Source document:

****************

A couple of years ago, the television show “Grey’s Anatomy” did an episode where Seattle Grace Hospital experienced a syphilis outbreak that could be traced back to a single person. And while that may have been scripted, Detroit’s prominent statistics in the number of sexually transmitted diseases is anything but the figment of the imaginations of a committee paid to write believable stories. How believable is it though?
According to the Center for Disease Control, as of September 2008, Michigan ranked fourth in the United States in reported cases for gonorrhea, sixth for chlamydia, and 18th for syphilis. Thirty-eight percent of the gonorrhea cases in Michigan come from Detroit and 62 percent from southeastern Michigan. Wayne County has had an 85 percent increase since last year.
The CDC reports that as of Sept. 30 there have been 11,238 cases of gonorrhea, which equates to about 4,270 people in Detroit alone. But don’t forget that according to Wayne State, 80 percent of its students commute to school, mostly from the metropolitan Detroit area, where another 22 percent of the reported cases in the entire state originate.
Chlamydia leads the STD charts with more than 30,540 cases as of Sept. 30. Detroit accounts for 22 percent of those cases, and southeastern Michigan represents 55 percent of the total. That’s 6,719 people with chlamydia in Detroit, add another 10, 078 people in the metropolitan area, reaching a total of 16,797 people in and around the city of Detroit afflicted with chlamydia.
As of fall 2007, WSU states that 33,240 students are enrolled. Compare that with chlamydia, and the number of people afflicted with the disease in and around Detroit is about half the total number of people that attend this school.
Dr. Jambunathan Ramanathan is a board-certified infectious disease specialist and internal medicine physician. He is on the front lines of sexually transmitted diseases in Detroit.
“Chlamydia differs in that it has a tendency to be asymptomatic, meaning it can go unnoticed very easily,” Ramanathan said. “Gonorrhea and syphilis tend to produce a rash or discharge and burning on urination.”
“Syphilis is a great imitator of rashes, it begins in the primary phase with a painless ulcer and if it remains untreated will progress to a secondary phase transforming into a body rash.”

****************

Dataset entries

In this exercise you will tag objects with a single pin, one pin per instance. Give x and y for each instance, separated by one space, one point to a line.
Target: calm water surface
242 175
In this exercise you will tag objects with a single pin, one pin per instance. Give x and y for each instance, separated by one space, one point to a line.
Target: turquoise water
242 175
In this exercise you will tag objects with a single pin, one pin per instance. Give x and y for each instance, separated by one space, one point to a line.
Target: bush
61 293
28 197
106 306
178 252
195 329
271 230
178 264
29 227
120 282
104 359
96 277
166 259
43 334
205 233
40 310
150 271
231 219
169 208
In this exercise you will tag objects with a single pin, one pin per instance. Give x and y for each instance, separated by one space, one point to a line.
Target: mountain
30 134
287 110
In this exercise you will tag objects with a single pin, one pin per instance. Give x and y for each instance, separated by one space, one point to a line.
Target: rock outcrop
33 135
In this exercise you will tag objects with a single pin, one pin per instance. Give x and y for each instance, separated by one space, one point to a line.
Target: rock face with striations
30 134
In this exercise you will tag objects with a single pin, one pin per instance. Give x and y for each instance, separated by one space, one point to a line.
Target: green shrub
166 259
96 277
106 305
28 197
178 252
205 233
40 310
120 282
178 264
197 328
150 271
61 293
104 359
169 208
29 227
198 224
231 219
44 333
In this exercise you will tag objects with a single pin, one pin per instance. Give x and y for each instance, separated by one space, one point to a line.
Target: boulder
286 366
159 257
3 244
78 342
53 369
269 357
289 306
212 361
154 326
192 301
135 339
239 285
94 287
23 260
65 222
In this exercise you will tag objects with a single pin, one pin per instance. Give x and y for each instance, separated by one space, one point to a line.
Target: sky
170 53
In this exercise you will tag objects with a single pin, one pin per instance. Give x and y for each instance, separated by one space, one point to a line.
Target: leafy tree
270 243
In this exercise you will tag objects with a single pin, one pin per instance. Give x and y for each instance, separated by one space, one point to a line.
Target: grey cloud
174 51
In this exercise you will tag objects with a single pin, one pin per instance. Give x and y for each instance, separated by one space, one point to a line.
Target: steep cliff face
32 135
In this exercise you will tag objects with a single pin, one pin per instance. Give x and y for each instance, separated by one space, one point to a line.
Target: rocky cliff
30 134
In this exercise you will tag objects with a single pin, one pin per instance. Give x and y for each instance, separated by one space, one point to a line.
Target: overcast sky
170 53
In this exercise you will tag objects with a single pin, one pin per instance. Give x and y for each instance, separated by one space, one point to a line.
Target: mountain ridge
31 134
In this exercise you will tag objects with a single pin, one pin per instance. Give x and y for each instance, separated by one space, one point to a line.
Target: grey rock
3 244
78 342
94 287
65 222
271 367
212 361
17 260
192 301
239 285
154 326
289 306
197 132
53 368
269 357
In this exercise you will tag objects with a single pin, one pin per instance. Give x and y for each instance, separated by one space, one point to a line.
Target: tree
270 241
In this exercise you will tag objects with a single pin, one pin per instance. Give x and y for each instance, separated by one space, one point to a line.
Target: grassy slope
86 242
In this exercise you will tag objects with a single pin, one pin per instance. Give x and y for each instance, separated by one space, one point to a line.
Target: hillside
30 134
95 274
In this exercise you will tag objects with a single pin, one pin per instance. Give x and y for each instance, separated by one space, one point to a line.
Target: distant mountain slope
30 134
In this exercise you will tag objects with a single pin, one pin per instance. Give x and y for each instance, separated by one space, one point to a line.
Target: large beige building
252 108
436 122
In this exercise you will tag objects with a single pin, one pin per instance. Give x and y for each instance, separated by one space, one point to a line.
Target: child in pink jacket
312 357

****************

Requirement 1: Where did Michigan rank in the United States for reported gonorrhea cases as of September 2008, according to the article on sexually transmitted diseases in Detroit?
Requirement 2: Continue the article on sexually transmitted diseases in Detroit from the point where it stops.

Task answer 1: Fourth.

Task answer 2:
Syphilis is transmissible in its primary and secondary phases. One scary thought is the fact that syphilis is possible to pass on even without intercourse.
“While that is dependent on many factors occurring simultaneously, it is possible,” Ramanathan said.
In the secondary phase of syphilis, the body rash tends to occur on the palms of the hands and the bottoms of the feet. If a patient with syphilis has the moist palm rash and shakes the hand of someone who has cuts in the skin, it is possible to transmit the disease from person to person. According to Ramanathan, after about a year, untreated syphilis will go into a latency phase where it may not resurface for years.
Sexually transmitted diseases left untreated can cause serious harm. Ramanathan said diseases like chlamydia left untreated for years, or repeated exposure to the infection, can cause infertility in women by degrading the fallopian tubes.
“Simply having these STDs increases the likelihood of contracting the HIV virus due to behavioral and biological reasons,” Ramanathan said.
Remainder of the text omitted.